Rescale the records, starting with the line containing "Each instance receives one keypoint. Annotate the gray" and continuing through the end. Repeat every line in that span, requests included, with each point coordinate multiplied by 1.55 and rounded to a whole number (halves up), and give only those lines.

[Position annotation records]
-- Begin --

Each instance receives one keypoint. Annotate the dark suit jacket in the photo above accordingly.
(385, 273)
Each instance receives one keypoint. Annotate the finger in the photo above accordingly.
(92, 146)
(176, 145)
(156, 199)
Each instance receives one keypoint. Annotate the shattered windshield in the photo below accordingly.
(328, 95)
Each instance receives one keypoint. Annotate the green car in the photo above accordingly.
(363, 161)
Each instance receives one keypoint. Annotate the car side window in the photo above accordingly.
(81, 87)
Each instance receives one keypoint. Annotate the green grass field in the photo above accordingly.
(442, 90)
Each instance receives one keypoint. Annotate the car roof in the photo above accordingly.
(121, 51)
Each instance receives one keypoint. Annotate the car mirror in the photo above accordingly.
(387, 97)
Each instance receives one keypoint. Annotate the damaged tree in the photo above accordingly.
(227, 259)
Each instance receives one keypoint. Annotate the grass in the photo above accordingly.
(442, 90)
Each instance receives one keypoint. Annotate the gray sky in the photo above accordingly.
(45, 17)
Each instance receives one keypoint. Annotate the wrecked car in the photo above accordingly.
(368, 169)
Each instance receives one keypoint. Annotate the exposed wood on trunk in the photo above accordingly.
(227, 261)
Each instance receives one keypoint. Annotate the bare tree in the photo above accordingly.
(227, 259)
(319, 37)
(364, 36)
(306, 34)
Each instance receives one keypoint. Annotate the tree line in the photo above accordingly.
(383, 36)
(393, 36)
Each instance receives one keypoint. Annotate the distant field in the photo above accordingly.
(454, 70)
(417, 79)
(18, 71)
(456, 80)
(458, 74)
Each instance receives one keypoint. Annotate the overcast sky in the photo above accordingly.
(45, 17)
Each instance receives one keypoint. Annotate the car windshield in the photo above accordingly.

-- End --

◆ **ANSWER TO THE PROBLEM**:
Each instance receives one keypoint. Annotate the gray sky in the photo above accordingly.
(70, 26)
Each instance receives one keypoint. Annotate the wrecked car in the photo above accordingly.
(570, 262)
Each instance receives one keypoint. Annotate the exposed wood on trunk in the photo above accordingly.
(352, 405)
Each instance receives one keypoint. Annotate the bare tree in the photo above accordingly.
(352, 401)
(494, 57)
(564, 56)
(474, 53)
Each instance receives one keypoint. Annotate the tree line in the photo above accordingly.
(594, 56)
(609, 56)
Each instance receives one keypoint. Annotate the distant field in the photo above accordingly.
(704, 109)
(646, 122)
(28, 110)
(707, 124)
(710, 115)
Each instance receives one keypoint. Annotate the overcast sky in the photo above accordingly.
(70, 26)
Each instance receives one keypoint. Annotate the car windshield in the photo above accordingly.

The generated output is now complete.